WHAT TO PRODUCE :: Gather every line of the material below that contains the word "person", matching its case exactly.

Entries from a dataset
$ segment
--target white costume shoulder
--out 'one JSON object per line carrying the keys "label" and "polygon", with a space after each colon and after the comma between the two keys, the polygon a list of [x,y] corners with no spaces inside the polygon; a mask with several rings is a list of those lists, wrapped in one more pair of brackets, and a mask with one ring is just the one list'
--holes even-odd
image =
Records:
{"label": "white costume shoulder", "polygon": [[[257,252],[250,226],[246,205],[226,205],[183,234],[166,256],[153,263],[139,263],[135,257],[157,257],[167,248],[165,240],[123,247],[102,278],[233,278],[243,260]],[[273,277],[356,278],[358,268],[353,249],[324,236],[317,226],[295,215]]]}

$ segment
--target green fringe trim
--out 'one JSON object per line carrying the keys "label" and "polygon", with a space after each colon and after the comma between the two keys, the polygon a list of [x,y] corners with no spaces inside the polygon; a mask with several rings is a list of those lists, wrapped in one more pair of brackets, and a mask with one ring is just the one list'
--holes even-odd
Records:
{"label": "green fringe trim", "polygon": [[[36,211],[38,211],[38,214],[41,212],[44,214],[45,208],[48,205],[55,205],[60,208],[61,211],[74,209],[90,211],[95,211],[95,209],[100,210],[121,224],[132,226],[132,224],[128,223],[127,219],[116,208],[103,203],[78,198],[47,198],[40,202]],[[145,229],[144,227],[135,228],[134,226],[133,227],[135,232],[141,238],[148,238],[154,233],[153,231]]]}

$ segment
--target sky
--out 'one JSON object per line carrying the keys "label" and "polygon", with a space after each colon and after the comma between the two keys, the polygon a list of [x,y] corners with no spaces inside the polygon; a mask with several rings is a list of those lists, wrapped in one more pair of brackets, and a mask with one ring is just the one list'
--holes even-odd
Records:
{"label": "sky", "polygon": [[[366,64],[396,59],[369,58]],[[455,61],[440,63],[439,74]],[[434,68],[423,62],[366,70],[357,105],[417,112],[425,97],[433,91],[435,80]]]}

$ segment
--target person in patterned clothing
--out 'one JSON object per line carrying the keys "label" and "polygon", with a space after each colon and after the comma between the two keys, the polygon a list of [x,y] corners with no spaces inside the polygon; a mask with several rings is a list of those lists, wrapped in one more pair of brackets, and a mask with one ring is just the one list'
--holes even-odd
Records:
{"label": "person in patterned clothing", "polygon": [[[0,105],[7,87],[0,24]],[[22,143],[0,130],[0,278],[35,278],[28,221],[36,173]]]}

REPLY TO THE TASK ::
--target person in patterned clothing
{"label": "person in patterned clothing", "polygon": [[[0,105],[7,87],[0,24]],[[22,143],[0,130],[0,278],[35,278],[28,221],[36,173]]]}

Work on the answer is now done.